[Records from a dataset]

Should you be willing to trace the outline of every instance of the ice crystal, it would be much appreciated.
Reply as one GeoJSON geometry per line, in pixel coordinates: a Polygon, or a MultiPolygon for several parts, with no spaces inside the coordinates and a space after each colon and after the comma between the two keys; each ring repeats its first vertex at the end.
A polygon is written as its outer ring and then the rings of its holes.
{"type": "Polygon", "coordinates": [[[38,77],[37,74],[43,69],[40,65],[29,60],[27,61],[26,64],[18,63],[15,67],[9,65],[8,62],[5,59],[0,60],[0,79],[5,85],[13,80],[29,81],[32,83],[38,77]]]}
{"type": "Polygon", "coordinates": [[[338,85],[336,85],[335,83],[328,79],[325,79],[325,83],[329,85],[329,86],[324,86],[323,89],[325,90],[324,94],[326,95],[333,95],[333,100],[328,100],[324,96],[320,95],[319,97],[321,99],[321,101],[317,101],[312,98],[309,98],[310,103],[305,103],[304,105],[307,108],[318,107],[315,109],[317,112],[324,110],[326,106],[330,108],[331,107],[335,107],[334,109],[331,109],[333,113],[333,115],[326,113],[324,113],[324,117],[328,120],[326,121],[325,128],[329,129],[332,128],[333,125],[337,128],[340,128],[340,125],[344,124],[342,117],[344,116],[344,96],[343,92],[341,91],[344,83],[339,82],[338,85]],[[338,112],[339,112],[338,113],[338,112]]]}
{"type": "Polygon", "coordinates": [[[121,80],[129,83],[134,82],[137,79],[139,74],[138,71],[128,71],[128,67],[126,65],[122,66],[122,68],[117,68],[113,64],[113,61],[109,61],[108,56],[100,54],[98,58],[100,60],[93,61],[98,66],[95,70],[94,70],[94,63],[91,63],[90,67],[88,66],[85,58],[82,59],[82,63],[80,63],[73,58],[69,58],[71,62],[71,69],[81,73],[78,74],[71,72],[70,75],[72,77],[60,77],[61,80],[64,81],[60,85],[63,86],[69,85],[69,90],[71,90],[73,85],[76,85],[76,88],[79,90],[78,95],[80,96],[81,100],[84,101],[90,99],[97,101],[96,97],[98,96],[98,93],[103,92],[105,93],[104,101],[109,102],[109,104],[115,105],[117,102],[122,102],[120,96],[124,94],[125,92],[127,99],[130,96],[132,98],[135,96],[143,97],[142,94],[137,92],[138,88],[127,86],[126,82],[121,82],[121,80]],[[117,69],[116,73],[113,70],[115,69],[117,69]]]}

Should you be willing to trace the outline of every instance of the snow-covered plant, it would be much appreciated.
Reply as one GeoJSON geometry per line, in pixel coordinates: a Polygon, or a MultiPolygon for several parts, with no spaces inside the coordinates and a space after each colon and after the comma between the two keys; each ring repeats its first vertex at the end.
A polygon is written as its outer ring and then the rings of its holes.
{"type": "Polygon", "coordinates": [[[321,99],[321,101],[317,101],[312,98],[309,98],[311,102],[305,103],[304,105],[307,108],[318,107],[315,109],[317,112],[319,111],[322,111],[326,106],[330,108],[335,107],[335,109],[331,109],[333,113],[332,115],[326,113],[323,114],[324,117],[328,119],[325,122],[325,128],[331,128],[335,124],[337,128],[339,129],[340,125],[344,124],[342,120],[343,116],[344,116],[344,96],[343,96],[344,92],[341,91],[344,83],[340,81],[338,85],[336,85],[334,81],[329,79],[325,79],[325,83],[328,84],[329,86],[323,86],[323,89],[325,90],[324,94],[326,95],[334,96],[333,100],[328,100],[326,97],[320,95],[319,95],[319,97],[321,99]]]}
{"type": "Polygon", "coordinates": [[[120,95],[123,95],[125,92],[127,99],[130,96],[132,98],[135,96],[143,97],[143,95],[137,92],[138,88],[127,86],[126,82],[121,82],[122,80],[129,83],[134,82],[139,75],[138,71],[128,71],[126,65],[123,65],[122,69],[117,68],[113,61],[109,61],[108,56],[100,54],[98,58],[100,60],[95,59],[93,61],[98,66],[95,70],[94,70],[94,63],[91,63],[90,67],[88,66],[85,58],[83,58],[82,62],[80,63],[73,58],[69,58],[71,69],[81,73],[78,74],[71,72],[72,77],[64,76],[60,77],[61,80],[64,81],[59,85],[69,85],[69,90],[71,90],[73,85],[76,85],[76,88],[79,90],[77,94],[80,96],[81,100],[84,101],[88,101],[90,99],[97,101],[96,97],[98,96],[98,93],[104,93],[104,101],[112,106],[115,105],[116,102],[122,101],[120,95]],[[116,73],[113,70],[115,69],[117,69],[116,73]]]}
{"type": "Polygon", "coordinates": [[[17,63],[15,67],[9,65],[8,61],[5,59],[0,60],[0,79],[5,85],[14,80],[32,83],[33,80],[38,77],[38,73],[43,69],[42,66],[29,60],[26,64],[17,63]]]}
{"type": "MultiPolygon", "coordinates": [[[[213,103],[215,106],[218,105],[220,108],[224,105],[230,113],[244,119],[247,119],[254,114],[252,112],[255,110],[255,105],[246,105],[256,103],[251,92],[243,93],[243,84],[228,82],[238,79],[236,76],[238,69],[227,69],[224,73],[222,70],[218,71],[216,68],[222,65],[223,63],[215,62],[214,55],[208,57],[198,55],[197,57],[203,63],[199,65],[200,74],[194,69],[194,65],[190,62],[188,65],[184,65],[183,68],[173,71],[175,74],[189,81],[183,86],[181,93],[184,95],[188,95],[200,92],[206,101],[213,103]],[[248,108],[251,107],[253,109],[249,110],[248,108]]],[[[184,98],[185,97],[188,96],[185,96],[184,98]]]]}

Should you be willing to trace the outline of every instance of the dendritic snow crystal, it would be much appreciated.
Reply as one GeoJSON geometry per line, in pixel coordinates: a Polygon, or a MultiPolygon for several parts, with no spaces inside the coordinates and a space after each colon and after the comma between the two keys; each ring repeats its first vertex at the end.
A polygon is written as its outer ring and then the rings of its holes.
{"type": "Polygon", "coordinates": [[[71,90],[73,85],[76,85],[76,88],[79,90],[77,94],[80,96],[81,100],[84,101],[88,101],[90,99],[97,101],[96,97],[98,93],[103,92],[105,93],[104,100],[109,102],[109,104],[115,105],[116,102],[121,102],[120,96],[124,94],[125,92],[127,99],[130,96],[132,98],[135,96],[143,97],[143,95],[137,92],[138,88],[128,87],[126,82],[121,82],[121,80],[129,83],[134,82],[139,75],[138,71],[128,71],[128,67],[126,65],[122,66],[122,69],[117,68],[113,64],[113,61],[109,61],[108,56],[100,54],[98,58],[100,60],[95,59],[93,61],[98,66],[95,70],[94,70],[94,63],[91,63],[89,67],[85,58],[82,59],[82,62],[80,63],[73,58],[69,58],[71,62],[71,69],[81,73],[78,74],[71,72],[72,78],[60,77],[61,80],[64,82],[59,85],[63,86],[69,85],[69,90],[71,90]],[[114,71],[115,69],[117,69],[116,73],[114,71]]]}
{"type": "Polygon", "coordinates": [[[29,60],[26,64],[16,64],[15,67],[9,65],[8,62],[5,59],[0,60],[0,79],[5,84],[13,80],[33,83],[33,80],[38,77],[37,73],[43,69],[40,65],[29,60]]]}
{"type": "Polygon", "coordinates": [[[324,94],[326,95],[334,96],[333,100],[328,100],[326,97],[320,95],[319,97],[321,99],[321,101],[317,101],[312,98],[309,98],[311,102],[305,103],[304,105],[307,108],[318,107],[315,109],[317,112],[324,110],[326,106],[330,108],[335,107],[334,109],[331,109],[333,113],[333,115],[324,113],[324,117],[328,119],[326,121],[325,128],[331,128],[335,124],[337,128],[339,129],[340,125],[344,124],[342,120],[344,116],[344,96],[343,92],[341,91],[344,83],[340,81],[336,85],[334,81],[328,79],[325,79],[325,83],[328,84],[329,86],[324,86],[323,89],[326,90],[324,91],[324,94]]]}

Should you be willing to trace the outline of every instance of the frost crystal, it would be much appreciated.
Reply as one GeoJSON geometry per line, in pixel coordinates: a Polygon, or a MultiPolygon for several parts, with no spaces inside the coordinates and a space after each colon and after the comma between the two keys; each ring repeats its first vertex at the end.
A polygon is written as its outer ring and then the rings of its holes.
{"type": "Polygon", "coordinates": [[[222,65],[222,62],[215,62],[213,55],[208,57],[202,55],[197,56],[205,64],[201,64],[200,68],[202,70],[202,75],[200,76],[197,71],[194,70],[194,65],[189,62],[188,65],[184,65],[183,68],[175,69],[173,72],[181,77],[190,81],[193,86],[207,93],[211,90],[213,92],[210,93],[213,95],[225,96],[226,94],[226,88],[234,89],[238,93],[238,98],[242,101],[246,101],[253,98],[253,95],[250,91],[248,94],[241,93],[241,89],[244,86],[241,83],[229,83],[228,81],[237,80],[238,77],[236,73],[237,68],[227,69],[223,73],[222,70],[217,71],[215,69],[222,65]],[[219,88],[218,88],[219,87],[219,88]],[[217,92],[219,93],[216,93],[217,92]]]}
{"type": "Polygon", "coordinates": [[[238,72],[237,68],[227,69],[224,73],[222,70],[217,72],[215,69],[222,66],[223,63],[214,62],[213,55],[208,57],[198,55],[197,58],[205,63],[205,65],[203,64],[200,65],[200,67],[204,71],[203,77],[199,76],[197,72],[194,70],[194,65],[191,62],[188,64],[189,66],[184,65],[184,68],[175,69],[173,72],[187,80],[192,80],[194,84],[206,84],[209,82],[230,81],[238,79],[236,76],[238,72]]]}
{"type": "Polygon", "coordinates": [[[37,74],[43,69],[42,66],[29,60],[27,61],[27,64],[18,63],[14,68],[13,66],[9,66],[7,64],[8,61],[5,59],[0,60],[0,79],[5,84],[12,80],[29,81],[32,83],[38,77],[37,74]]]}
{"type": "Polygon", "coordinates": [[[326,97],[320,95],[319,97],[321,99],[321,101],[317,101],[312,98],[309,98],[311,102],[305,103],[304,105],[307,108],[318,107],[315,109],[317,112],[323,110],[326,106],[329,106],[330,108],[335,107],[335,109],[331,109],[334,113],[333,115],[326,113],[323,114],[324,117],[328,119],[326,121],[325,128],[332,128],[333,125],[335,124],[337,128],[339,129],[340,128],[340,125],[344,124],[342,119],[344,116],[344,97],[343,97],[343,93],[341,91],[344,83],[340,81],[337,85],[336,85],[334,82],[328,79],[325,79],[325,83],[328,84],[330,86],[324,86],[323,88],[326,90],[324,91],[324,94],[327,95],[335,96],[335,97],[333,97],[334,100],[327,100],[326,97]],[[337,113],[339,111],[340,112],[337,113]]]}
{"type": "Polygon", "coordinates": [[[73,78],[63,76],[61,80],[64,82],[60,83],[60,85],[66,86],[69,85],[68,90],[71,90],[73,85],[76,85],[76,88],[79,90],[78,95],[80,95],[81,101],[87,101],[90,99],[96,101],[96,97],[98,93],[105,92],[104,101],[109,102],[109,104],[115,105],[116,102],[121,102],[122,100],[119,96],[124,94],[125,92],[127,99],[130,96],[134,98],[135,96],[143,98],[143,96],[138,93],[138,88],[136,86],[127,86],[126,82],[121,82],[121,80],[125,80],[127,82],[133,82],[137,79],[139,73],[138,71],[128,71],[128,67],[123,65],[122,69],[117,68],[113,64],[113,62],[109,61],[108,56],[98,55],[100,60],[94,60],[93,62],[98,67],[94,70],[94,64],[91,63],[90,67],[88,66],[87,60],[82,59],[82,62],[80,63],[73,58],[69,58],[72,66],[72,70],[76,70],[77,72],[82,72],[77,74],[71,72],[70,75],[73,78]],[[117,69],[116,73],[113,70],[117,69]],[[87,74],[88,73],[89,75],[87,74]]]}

_The problem_. Collect every line in the records above that contains the word "much". Letter case must match.

_Right answer_.
Should you be willing to trace the outline of every instance of the ice crystal, it would be much appreciated.
Should you be willing to trace the outline of every instance of the snow-covered plant, it would be much appreciated.
Should you be willing to trace the outline of every instance of the dendritic snow crystal, it would be much appreciated.
Should you be willing to trace the outline of every instance of the frost crystal, it would be much appreciated.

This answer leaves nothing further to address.